◆ **Yapılacak İşler**
- 1) Ev üzerine yazıda öküzün tırnak içindeki sözlerinde ne yapacağını ya da yapmayacağını bildirdiği ifadelerin tamamını sıralayınız.
- 2) Ev üzerine yazıyı son cümlesinden itibaren sürdürünüz.

◆ **Seçilen Metin**
Bu evin bir çekim
gücü var. Her gelenin bu eve bir problemi var. Problemli insanları çekiyor bu
ev. Ruh hastası manyak arkadaşlarımız var etrafımızda. Hepsinin kafa gidik,
hepsinin psikolojileri bozuk, trajik olayları kendi kendimizce düzenleyip daha
trajik yapıp kahkaha atarak gülüyoruz. Gülüşmelerden sonra ise ağlama krizleri
geliyor. Ama bu evin bir de sihri var.. Buraya gelen herkes aradığı sorunun
cevabını buluyor. Sorular cevaplanıyor, ruhun hasta olan bölgeleri iyileşiyor.
Evde soru soran,
dışarı çıkar çıkmaz sorusunun cevabını buluyor. Ev ev değil sanki reiki
merkezi. Sevgi içinde içinde, soruların cevapları sende. Nah sende. Evin
içerisinde yaşayanlar dışında herkesin soruları cevaplanıyor böyle bir şey var
mı? Ev kendi sahiplerine sırt çeviriyor. Evde yaşayanlar ise içlerindeki
öküzlerle uğraşmaya devam ediyor. Öyle bir öküz ki oturuyor böyle göğsünün tam
orta yerine, öküz ya bu, kalkmak bilmiyor, itiyorsun itiyorsun, de get diyorsun
yok canısı gitmiyor,
“Ben burayı
buldum ben sana ağırlık yapacağım nah giderim, çık evden yine de göğsünde oturmaya
devam ederim, beğen beğenme, ben burdayım!” az biraz da çimen getirip beslememi
de isteyecek şerefsiz. Bak hala oturuyor.

◆ **Kayıt Kümesi**
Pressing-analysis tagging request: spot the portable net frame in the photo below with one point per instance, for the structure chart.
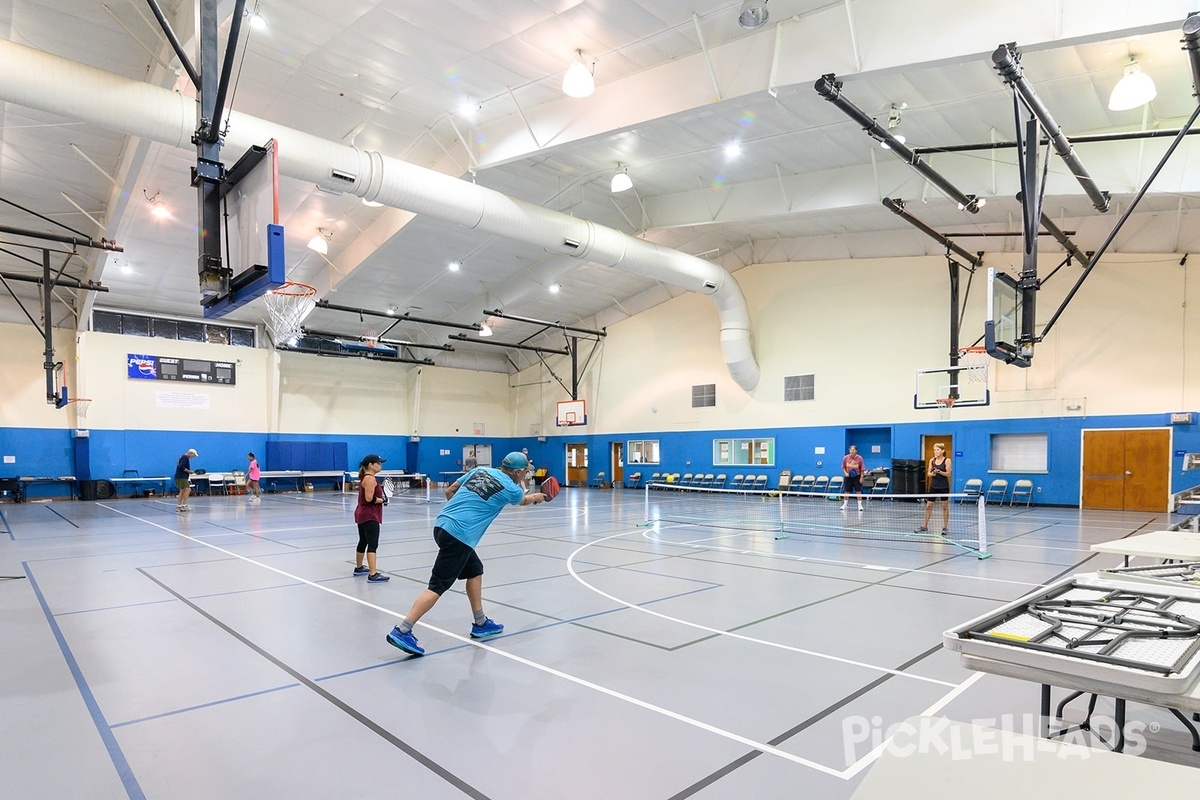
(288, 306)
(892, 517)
---
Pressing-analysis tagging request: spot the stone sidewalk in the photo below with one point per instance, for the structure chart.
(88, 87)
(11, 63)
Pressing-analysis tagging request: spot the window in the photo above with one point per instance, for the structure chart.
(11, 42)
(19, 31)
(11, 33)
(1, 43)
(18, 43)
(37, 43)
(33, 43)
---
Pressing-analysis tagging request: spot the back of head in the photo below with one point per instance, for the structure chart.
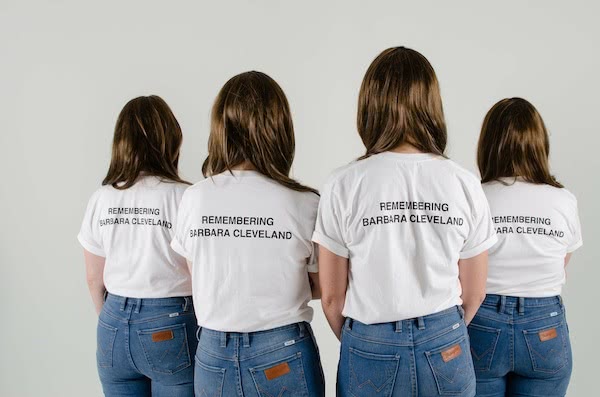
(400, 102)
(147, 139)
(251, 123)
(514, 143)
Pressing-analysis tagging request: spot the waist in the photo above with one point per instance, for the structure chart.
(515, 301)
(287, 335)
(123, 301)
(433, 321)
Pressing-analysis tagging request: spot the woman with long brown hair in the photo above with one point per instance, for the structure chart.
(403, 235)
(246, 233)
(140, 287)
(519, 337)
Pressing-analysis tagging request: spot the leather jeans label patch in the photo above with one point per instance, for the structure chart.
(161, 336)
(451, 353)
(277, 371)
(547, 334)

◆ **Yanıtlar**
- 1)
- sana ağırlık yapacağım
- nah giderim
- çık evden yine de göğsünde oturmaya devam ederim

- 2)
Evde ne
televizyon var ne bir şey zaten Lost izlemeye başlamışım, kafam patates’e
dönmüş, evin başka problemleri, bağlanmak bilmeyen internet antenleri, okula
git gel kafa patlat mal gibi derslere bakmak yetmez miş gibi bir de öküzüm eksikdi.
İyi otur orda, mal mal trene bak. Göğsümün ortasında sanki kocaman bir taş gibi
otur orda, nefes almamı engelle, yediğim yemeğin tadını engelle, hislerimi
engelle, engelle anasını satayım. Öküzsün ya, yaparsın. Sonuçta çimen yemek
için ve önünden geçen trenlere bakmak için yaratılmışsın. Başka göğüs’mü
bulamadın oturacak da geldin benimkine oturdun, tam herşey yoluna giriyor,
tamam derken ne gereği vardı öküzüm buraya oturmanın. Ne gereği var böyle bana
baskı yapmanın?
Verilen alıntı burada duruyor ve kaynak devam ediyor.